Items from a dataset -
- - - -

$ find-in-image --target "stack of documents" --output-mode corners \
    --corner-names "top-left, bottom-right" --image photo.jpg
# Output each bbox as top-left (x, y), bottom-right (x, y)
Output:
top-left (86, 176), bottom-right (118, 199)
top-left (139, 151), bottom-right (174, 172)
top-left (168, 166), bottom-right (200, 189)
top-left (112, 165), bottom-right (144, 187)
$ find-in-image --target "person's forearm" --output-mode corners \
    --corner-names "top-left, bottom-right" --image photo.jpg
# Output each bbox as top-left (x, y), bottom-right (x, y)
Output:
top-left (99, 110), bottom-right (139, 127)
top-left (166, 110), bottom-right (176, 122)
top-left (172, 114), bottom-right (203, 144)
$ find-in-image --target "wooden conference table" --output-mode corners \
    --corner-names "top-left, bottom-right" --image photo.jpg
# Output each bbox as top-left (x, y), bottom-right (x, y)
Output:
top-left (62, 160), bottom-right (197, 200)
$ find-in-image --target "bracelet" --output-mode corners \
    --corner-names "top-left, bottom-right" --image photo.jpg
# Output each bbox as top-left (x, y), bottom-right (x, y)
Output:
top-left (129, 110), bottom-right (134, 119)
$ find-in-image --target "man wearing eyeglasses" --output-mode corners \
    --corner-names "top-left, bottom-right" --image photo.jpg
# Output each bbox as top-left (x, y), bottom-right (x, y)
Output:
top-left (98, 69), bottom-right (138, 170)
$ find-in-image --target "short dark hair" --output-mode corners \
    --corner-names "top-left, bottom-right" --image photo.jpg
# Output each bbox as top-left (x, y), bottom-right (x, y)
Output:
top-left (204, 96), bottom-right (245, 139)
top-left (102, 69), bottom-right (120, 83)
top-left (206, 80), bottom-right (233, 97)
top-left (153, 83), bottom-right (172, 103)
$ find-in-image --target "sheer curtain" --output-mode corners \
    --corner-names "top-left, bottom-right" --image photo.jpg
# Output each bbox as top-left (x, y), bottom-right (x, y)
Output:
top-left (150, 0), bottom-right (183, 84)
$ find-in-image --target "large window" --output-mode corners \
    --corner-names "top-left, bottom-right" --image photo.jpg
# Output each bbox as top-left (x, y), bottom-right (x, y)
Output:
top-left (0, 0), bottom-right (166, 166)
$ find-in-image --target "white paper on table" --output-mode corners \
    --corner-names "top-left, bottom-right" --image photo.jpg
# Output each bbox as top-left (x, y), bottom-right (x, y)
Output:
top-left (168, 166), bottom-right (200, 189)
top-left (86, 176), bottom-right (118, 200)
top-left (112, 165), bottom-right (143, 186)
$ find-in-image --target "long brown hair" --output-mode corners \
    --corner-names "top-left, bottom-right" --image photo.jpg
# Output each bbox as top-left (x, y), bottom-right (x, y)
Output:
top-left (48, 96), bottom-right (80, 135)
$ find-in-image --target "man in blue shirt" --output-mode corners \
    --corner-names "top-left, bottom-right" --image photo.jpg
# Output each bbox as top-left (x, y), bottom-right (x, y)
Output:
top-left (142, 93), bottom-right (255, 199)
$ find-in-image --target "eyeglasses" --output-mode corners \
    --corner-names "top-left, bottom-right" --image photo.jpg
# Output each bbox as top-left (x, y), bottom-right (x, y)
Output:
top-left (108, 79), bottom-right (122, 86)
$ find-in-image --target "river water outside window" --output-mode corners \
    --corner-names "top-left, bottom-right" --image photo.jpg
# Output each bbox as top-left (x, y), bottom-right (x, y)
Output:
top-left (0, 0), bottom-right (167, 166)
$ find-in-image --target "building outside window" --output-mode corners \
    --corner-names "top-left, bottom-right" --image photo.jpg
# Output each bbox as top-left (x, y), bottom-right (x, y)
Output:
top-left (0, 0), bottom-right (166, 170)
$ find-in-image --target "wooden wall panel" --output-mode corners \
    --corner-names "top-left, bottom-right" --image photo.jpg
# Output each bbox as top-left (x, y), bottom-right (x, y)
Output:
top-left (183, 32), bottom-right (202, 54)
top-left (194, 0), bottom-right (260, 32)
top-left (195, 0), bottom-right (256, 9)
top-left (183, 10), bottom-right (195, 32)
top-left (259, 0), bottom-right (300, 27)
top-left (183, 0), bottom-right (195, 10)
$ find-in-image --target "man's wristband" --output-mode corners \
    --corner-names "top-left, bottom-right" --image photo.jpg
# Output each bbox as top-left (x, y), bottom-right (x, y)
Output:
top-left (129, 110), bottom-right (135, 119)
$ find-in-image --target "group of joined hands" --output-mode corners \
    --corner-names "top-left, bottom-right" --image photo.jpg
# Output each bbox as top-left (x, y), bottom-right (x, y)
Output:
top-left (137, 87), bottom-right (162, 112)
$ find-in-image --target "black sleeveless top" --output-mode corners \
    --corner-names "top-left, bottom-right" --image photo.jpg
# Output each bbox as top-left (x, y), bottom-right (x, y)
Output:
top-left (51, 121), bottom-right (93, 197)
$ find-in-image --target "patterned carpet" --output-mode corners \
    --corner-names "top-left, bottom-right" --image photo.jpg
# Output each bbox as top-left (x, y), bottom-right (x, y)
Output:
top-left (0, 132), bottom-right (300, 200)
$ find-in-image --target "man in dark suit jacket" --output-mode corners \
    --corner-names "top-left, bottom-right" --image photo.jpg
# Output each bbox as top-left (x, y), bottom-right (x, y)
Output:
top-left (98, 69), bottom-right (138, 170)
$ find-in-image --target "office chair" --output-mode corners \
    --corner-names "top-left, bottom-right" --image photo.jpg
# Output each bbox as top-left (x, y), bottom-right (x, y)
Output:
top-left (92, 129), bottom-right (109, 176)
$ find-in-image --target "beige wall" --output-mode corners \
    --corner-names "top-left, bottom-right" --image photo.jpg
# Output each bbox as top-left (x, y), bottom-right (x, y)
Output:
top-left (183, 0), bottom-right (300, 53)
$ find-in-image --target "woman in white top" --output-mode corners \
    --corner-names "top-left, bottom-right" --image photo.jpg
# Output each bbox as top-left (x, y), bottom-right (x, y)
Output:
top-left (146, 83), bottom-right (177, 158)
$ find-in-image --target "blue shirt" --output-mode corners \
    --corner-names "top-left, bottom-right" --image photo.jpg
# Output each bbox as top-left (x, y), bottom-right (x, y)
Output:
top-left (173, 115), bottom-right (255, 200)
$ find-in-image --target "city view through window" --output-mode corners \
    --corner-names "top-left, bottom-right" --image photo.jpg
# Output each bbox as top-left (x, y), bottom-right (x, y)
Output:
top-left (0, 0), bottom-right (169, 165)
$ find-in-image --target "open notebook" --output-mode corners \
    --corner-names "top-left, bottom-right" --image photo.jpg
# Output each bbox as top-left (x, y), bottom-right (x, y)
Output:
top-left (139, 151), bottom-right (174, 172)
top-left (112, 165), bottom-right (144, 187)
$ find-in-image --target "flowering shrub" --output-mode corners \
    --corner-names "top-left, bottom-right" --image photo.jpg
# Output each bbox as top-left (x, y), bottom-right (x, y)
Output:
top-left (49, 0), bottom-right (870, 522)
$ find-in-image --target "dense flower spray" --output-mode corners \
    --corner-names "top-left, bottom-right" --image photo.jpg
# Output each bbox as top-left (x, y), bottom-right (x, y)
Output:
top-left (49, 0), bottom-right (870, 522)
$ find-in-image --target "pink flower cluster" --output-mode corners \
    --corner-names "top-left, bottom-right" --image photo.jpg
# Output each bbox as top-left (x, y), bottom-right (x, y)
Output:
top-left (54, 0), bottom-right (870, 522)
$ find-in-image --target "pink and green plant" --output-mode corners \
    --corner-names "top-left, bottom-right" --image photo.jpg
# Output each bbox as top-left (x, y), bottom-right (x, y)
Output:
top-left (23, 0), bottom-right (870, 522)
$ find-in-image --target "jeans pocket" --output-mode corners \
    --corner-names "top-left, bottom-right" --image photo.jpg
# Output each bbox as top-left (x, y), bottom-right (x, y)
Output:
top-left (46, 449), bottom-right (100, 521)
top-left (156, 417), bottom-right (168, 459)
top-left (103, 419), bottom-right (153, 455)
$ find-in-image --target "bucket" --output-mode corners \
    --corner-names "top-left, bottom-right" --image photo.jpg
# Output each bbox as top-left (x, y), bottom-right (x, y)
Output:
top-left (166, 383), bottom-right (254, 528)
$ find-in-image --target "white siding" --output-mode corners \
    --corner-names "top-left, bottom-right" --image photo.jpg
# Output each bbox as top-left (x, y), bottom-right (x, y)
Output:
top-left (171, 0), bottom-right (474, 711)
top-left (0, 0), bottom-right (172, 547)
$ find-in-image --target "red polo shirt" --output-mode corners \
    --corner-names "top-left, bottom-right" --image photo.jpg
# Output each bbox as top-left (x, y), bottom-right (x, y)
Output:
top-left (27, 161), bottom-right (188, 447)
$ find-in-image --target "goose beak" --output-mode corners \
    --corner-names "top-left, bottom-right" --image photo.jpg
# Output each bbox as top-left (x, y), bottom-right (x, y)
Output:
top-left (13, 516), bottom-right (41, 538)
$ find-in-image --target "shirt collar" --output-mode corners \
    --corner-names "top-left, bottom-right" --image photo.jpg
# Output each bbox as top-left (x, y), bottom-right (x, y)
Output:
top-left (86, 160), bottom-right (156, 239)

- - - -

WHAT NEEDS TO BE DONE -
List every line of the data that contains the string "outside".

SOLUTION TO THE EXERCISE -
$ find-in-image --target "river water outside window" --output-mode corners \
$ find-in-image --target "building outside window" --output-mode corners \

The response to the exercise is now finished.